Dr. Paul R. Williams

Dr. Paul R. Williams holds the Rebecca I. Grazier Professorship in Law and International Relations at American University where he teaches in the School of International Service and at the Washington College of Law. Dr. Williams is also the co-founder of the Public International Law & Policy Group (PILPG), a pro bono law firm providing legal assistance to states and governments involved in peace negotiations, post-conflict constitution drafting, and the prosecution of war criminals. As a world renowned peace negotiation lawyer, Dr. Williams has assisted over two dozen parties in major international peace negotiations and has advised numerous parties on the drafting and implementation of post-conflict constitutions. Several of Dr. Williams' pro bono government clients throughout the world joined together to nominate him for the Nobel Peace Prize.

Dr. Williams has served as a Senior Associate with the Carnegie Endowment for International Peace, as well as an Attorney-Adviser for European and Canadian affairs at the U.S. Department of State, Office of the Legal Adviser. He received his J.D. from Stanford Law School and his Ph.D. from the University of Cambridge. Dr. Williams is a sought-after international law and policy expert. He is frequently interviewed by major print and broadcast media and regularly contributes op-eds to major newspapers. Dr. Williams has authored six books on various topics concerning international law, and has published over three dozen scholarly articles on topics of international law and policy. He has testified before the U.S. Congress on a number of occasions relating to specific peace processes, transitional justice, and self-determination. Dr. Williams is a member of the Council of Foreign Relations, and has served as a Counsellor on the Executive Council of the American Society of International Law. In 2019, Paul was awarded the Cox International Law Center's Humanitarian Award for Advancing Global Justice. More information about Dr. Williams can be found at www.drpaulrwilliams.com.

== EXERCISE A ==
From the biography, list the topics on which Dr. Williams has testified before the U.S. Congress.
== EXERCISE B ==
Update the biography, giving everything from "Dr. Paul R. Williams holds" down to "Nobel Peace Prize." with "pro bono" changed to "volunteer".
The records have no connection to the biography.

== DATA ==
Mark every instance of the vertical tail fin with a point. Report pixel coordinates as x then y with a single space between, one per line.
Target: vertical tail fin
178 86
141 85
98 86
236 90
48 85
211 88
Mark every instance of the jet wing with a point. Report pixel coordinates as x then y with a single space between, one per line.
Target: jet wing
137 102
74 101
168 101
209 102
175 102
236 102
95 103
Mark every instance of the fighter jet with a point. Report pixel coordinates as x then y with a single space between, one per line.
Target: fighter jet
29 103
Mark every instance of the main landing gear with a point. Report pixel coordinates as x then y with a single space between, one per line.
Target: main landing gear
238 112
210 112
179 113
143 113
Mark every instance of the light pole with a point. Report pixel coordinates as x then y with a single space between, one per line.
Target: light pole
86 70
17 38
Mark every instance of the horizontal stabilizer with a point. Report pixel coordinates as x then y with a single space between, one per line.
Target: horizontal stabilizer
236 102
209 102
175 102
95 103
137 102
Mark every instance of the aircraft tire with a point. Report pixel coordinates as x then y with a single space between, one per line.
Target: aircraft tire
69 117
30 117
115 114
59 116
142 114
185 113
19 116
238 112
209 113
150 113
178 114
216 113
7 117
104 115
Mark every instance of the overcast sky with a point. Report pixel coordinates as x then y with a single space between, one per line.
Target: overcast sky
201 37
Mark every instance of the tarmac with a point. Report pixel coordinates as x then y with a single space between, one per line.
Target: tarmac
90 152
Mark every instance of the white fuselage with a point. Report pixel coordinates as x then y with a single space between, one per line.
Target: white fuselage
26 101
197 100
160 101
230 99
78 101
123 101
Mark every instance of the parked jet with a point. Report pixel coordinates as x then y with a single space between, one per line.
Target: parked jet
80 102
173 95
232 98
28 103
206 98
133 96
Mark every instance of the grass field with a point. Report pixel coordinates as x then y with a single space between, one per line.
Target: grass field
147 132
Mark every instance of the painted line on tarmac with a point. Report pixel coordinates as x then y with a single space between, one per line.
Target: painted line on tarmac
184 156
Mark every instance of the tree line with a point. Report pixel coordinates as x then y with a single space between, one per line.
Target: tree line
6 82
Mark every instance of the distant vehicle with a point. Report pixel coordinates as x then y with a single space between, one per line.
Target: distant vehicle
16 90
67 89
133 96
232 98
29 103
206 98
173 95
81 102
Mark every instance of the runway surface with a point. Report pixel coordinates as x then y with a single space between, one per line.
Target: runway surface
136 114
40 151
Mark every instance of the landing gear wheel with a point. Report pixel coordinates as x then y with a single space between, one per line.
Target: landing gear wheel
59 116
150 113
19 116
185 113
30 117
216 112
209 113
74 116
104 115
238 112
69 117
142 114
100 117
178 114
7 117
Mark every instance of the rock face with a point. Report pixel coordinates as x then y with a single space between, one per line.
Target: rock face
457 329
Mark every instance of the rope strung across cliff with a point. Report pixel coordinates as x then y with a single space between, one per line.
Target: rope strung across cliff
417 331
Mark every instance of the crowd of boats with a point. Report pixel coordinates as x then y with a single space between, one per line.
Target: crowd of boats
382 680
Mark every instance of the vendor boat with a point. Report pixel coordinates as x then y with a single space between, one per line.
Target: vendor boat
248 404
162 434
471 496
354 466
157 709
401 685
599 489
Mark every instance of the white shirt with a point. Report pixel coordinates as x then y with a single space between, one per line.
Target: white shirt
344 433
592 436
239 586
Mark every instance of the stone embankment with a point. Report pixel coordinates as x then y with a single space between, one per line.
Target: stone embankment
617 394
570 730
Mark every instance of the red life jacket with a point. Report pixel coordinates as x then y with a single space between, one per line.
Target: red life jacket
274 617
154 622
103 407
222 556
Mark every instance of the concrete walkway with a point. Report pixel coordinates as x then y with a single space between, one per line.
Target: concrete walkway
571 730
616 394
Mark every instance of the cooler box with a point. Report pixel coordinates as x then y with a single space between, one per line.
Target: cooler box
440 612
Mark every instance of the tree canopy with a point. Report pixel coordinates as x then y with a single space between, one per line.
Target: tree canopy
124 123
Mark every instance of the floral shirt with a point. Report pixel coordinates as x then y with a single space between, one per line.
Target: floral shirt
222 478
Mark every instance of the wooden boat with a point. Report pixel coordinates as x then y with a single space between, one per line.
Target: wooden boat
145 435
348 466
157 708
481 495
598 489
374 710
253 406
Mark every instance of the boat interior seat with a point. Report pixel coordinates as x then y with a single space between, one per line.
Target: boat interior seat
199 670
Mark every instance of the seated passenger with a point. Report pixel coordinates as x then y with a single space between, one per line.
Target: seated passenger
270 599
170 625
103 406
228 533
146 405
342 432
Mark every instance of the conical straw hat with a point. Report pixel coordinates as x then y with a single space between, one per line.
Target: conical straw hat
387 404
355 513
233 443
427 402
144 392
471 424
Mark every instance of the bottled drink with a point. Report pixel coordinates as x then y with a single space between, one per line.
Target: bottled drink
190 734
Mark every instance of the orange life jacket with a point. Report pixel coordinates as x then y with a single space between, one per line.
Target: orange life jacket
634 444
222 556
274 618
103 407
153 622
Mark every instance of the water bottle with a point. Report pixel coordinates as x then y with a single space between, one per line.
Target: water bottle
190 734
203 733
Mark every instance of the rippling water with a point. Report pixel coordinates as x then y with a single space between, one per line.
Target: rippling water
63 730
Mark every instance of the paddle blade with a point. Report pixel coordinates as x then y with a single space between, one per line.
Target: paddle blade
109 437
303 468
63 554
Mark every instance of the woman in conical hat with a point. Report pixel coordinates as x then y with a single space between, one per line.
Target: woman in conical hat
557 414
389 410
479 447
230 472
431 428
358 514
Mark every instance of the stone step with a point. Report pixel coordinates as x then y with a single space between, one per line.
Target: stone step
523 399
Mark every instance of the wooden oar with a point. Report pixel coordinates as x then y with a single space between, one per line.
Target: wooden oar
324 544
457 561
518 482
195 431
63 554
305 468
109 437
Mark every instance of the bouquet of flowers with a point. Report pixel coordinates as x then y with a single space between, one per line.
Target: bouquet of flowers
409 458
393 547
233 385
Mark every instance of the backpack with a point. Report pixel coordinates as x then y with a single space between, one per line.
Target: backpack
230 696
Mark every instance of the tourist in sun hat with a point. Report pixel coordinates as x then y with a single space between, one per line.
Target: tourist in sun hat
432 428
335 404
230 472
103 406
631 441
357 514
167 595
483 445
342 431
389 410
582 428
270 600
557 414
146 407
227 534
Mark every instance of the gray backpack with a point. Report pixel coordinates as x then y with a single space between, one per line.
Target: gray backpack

== RESPONSE BOX A ==
specific peace processes, transitional justice, self-determination

== RESPONSE BOX B ==
Dr. Paul R. Williams holds the Rebecca I. Grazier Professorship in Law and International Relations at American University where he teaches in the School of International Service and at the Washington College of Law. Dr. Williams is also the co-founder of the Public International Law & Policy Group (PILPG), a volunteer law firm providing legal assistance to states and governments involved in peace negotiations, post-conflict constitution drafting, and the prosecution of war criminals. As a world renowned peace negotiation lawyer, Dr. Williams has assisted over two dozen parties in major international peace negotiations and has advised numerous parties on the drafting and implementation of post-conflict constitutions. Several of Dr. Williams' volunteer government clients throughout the world joined together to nominate him for the Nobel Peace Prize.